_What is required_:
Filter the entries for the string "clicks". Copy each line that has it.

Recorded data
........
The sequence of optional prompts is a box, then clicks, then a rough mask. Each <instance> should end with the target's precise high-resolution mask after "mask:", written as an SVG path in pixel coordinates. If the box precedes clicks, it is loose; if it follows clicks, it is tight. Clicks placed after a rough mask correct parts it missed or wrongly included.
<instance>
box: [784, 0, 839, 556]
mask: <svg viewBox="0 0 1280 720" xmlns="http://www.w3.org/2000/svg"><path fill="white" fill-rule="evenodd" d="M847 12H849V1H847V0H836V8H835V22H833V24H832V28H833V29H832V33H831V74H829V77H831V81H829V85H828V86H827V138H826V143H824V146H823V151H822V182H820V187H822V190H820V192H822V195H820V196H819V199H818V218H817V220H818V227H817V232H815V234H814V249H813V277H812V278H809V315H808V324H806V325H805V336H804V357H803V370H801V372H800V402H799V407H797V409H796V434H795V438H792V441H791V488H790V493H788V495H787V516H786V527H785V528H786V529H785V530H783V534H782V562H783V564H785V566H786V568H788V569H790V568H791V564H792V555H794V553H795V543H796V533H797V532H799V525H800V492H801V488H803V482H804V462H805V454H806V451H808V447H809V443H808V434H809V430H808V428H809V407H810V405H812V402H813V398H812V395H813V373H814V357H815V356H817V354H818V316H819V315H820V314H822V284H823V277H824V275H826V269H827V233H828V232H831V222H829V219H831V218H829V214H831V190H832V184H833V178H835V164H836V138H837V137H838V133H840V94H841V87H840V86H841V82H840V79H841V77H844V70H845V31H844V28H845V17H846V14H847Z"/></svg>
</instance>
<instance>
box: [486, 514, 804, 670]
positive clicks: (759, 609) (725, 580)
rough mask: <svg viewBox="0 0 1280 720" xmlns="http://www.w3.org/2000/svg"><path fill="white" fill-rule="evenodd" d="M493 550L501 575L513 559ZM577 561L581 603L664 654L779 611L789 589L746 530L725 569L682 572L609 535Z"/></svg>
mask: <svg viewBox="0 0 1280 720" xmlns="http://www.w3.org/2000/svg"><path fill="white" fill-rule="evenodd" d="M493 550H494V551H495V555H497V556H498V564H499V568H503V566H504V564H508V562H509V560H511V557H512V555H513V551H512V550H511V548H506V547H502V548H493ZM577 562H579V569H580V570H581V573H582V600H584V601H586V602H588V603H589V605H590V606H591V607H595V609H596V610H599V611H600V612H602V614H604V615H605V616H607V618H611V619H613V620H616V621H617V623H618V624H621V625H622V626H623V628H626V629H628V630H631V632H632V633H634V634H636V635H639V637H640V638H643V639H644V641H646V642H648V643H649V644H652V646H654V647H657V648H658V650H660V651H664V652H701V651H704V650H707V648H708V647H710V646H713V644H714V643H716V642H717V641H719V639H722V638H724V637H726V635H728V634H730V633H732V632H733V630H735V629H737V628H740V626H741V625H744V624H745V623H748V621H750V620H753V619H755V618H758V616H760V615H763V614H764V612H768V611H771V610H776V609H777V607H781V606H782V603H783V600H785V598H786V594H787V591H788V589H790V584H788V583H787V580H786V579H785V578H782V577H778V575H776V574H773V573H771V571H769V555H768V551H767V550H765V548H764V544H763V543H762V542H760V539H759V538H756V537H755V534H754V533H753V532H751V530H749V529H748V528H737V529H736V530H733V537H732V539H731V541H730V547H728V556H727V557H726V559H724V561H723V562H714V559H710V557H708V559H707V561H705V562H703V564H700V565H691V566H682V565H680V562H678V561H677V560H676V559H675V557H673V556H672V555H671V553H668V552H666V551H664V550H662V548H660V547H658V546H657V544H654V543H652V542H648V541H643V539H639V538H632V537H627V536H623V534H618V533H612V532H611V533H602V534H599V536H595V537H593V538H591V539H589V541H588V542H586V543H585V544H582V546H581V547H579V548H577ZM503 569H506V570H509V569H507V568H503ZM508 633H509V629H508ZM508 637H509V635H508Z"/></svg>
........
_Response to the exercise_:
The sequence of optional prompts is a box, then clicks, then a rough mask. Each <instance> should end with the target's precise high-resolution mask after "mask:", written as an SVG path in pixel coordinates. If the box precedes clicks, it is loose; if it follows clicks, it is tight. Clicks placed after a rough mask correct parts it missed or wrongly included.
positive clicks: (759, 609) (725, 580)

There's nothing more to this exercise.